| TEXT SEGMENT |

▶

[Openmp-commits] [openmp] b0789a1 - [OpenMP] Avoid costly shadow map traversals whenever possible

Johannes Doerfert via Openmp-commits openmp-commits at lists.llvm.org
Wed Jan 19 20:14:54 PST 2022


Author: Johannes Doerfert
Date: 2022-01-19T22:14:41-06:00
New Revision: b0789a1b12cd1d63fdc008e33399ba64a898c722

URL: https://github.com/llvm/llvm-project/commit/b0789a1b12cd1d63fdc008e33399ba64a898c722
DIFF: https://github.com/llvm/llvm-project/commit/b0789a1b12cd1d63fdc008e33399ba64a898c722.diff

LOG: [OpenMP] Avoid costly shadow map traversals whenever possible

In the OpenMC app we saw `omp target update` spending an awful lot of
time in the shadow map traversal without ever doing any update there.
There are two cases that allow us to avoid the traversal completely.
The simplest thing is that small updates cannot (reasonably) contain
an attached pointer part. The other case requires to track in the
mapping table if an entry might contain an attached pointer as part.

◀

| EXERCISE TASK |
Copy word for word the part of the OpenMP commit notice above, from "LOG: [OpenMP] Avoid" up to and including "any update there.".

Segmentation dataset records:
▶

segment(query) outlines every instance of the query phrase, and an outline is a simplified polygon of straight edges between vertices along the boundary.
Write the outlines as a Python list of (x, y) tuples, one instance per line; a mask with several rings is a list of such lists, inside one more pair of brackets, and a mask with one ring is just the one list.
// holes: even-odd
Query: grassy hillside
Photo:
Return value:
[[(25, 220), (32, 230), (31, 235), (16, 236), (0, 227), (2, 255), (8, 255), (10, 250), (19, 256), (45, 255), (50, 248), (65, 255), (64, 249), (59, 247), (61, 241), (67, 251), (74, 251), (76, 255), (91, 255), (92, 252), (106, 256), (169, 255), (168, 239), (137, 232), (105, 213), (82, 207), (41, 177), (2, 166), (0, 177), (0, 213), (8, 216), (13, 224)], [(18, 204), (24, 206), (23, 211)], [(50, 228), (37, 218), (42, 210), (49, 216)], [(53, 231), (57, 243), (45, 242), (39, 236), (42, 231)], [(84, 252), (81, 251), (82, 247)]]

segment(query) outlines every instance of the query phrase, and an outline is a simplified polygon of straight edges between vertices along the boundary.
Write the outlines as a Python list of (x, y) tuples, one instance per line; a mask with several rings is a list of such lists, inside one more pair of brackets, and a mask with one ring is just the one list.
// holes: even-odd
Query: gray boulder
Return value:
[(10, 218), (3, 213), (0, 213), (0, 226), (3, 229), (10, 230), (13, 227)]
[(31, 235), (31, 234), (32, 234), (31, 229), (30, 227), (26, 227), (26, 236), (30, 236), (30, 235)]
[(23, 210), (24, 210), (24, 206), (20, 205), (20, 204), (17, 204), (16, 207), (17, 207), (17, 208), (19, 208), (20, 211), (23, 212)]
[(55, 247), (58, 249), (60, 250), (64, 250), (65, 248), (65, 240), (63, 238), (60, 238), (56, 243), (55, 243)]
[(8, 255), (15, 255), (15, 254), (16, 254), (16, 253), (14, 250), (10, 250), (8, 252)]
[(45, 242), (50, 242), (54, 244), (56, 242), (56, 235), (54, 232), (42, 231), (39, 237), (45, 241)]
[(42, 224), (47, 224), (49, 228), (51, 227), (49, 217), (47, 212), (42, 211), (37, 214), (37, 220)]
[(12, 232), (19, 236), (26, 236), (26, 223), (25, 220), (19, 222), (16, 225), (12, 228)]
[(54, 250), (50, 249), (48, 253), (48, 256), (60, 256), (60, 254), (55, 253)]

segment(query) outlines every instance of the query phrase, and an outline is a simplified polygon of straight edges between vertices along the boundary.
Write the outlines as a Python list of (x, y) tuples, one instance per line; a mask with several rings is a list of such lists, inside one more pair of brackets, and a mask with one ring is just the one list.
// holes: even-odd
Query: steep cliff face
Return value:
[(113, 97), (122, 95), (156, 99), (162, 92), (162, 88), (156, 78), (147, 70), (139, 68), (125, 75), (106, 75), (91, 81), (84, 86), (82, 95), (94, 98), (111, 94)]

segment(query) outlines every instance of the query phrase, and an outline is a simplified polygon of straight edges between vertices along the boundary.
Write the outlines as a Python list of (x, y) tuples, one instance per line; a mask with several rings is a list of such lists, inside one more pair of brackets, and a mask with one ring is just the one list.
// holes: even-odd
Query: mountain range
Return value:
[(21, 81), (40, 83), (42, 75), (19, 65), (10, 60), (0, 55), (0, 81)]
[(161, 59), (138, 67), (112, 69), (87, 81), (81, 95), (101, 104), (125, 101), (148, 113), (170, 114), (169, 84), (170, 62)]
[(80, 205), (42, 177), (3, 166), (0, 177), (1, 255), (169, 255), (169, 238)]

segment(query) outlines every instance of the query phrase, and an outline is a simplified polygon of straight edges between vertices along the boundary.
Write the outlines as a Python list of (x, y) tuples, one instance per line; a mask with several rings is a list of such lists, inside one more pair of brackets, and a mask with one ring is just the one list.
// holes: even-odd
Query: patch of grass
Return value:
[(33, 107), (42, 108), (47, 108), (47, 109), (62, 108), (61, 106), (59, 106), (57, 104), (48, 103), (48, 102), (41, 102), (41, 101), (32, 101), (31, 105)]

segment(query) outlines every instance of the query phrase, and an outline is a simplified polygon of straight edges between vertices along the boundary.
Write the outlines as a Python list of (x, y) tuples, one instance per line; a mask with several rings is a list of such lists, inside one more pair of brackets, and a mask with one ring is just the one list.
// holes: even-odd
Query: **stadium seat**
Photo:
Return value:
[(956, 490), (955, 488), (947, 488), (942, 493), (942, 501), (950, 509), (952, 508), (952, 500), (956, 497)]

◀

| SOLVED EXERCISE |
LOG: [OpenMP] Avoid costly shadow map traversals whenever possible

In the OpenMC app we saw `omp target update` spending an awful lot of
time in the shadow map traversal without ever doing any update there.